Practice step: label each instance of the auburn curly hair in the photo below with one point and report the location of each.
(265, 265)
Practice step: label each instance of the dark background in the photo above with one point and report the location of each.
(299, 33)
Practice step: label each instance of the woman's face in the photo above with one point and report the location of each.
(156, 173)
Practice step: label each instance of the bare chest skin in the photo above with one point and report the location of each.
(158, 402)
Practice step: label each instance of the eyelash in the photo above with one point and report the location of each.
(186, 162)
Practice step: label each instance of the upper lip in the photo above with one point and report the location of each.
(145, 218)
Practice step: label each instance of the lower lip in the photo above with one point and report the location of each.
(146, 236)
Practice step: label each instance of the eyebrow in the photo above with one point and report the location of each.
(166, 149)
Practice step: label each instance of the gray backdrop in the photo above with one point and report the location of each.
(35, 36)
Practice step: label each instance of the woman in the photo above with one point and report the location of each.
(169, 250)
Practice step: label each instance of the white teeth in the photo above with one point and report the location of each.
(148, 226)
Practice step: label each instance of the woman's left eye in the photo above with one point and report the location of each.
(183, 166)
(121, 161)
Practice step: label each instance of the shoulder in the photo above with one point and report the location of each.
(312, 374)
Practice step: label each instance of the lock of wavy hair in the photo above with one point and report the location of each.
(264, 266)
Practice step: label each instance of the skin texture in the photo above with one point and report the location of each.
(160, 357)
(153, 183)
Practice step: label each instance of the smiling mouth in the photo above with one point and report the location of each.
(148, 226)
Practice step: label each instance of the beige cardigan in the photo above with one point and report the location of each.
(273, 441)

*-*-*

- Exercise details
Reproduce the data, keeping every line exactly the same.

- Exercise response
Practice step: label each instance of the auburn curly hair in the photo below with one point and report the location of each.
(265, 265)
Practice step: label each instance of the dark background in the photo above with one point and report the location of each.
(299, 33)
Practice step: label each instance of the woman's face in the photo above with one point and report the location of each.
(156, 173)
Practice step: label each instance of the bare chest skin in the photo above with one point and report the location of each.
(158, 402)
Practice step: label each instance of the eyelash in the photo above with one point and report the location of each.
(186, 162)
Practice step: label each instance of the upper lip in the photo above with one point and report the location of each.
(145, 218)
Practice step: label each instance of the lower lip in the photo above with one point and report the location of each.
(146, 236)
Practice step: label each instance of the eyebrow in the photo above with one point and report the location of each.
(166, 149)
Practice step: label each instance of the gray backdrop in the photo above with one point and report the location of each.
(35, 36)
Practice step: label each instance of the woman in the photo above with one point and report the location of each.
(169, 250)
Practice step: label each instance of the white teeth in the photo above with one point and report the location of each.
(148, 226)
Practice step: label each instance of the woman's left eye in the photo above with one point and report the location of each.
(183, 166)
(121, 161)
Practice step: label each instance of the shoulder in the photo above with one point and report the location of each.
(312, 374)
Practice step: label each instance of the lock of wavy hair in the photo above with one point and report the location of each.
(264, 266)
Practice step: label each instance of the skin texture in the photo above with one point and report the location of each.
(160, 357)
(153, 183)
Practice step: label each instance of the smiling mouth in the photo above with one point and report the location of each.
(148, 226)
Practice step: label each instance of the beige cardigan in the photo above with one point and report the location of each.
(273, 441)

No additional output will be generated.